━━━ Belge ━━━

Dinamik dans ve koro grubunun anlatıcı rolünü üstlendiği oyun, Mustafa Kemal Atatürk ve silah arkadaşlarının verdiği kurtuluş mücadelesinin başlangıç dönemine götürüyor izleyici. Emre Başer'in Mustafa Kemal Paşa'yı başarıyla canlandırdığı oyunda bağımsızık ateşinin yakıldığı Anadolu'daki olaylar aktarılıyor.




Mustafa Kemal'in zorlu koşullarla Samsun'a çıkması, tam bağımsız Türkiye Cumhuriyeti'nin temellerini oluşturan Amasya genelgesi, milli birlik ve beraberliğin oluşturulduğu, Erzurum ve Sivas Kongreleri süreci, İngilizlerin baskısı altındaki İstanbul Hükümeti'yle olan sürtüşmeleri izlerken 100. yılını kutladığımız cumhuriyetin ne kadar zor ve imkânsız denilecek şartlarda kurulduğunu bir kez daha görüyorsunuz. Bir yandan düşmanla manda ve himaye anlayışıyla, diğer yandan yokluk ve yoksullukla mücadele eden halkın tam bağımsız özgür bir millet olma uğruna hakkında idam kararı çıkarılmış, rütbeleri sökülmüş, yok sayılmış bir liderin etrafında toplanması, kurtuluşu onda görmesi duygu dolu sahnelerle oldukça dinamik ve akıcı şekilde aktarılıyor.

━━━

_Çalışma Yönergeleri_:
1 – Belgeye göre oyunda Mustafa Kemal Paşa'yı kim canlandırıyor?
2 – Belgedeki metni, "Mustafa Kemal'in zorlu" sözcüklerinin geçtiği yerden başlayarak hiç değiştirmeden aktarın; "akıcı şekilde aktarılıyor." sözcüklerinden sonra durun.
Aşağıdaki satırlar başka bir kaynaktan alınmıştır.

━━━ Satır Listesi ━━━

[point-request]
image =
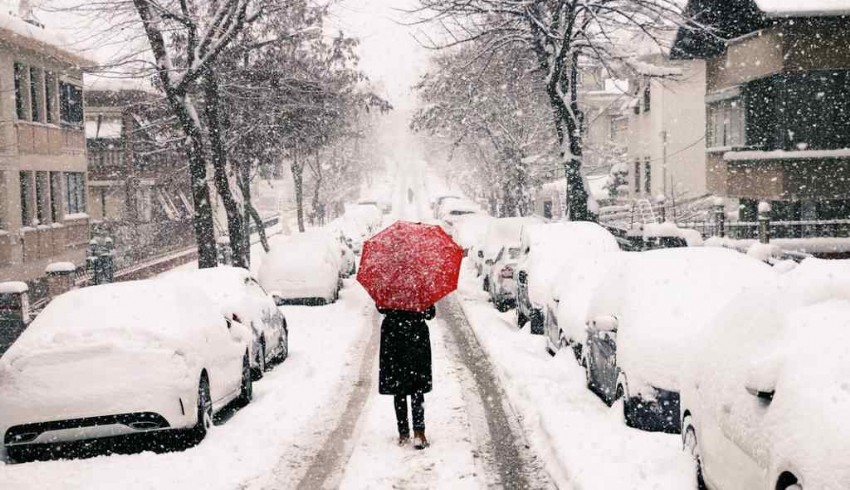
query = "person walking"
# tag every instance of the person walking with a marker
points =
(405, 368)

━━━
━━━ Satır Listesi ━━━

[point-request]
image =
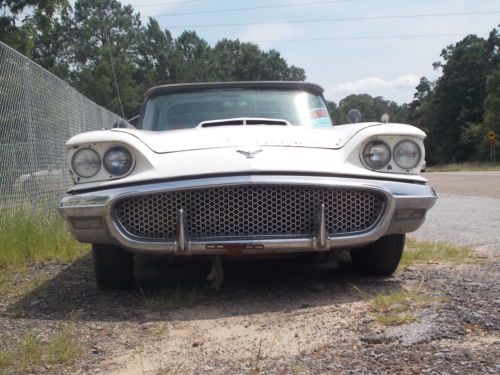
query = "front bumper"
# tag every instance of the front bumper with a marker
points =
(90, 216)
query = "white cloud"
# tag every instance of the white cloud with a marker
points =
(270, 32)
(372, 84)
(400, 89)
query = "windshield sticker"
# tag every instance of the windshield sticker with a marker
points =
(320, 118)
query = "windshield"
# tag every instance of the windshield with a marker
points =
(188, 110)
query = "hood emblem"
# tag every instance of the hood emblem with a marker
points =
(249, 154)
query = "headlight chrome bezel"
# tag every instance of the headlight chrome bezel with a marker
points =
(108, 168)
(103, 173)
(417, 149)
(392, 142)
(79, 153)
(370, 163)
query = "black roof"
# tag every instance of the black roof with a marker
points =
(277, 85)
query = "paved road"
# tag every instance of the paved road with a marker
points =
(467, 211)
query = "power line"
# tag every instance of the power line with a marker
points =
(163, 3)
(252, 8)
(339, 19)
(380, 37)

━━━

_Görev Çözümleri_:
1 – Emre Başer

2 –
Mustafa Kemal'in zorlu koşullarla Samsun'a çıkması, tam bağımsız Türkiye Cumhuriyeti'nin temellerini oluşturan Amasya genelgesi, milli birlik ve beraberliğin oluşturulduğu, Erzurum ve Sivas Kongreleri süreci, İngilizlerin baskısı altındaki İstanbul Hükümeti'yle olan sürtüşmeleri izlerken 100. yılını kutladığımız cumhuriyetin ne kadar zor ve imkânsız denilecek şartlarda kurulduğunu bir kez daha görüyorsunuz. Bir yandan düşmanla manda ve himaye anlayışıyla, diğer yandan yokluk ve yoksullukla mücadele eden halkın tam bağımsız özgür bir millet olma uğruna hakkında idam kararı çıkarılmış, rütbeleri sökülmüş, yok sayılmış bir liderin etrafında toplanması, kurtuluşu onda görmesi duygu dolu sahnelerle oldukça dinamik ve akıcı şekilde aktarılıyor.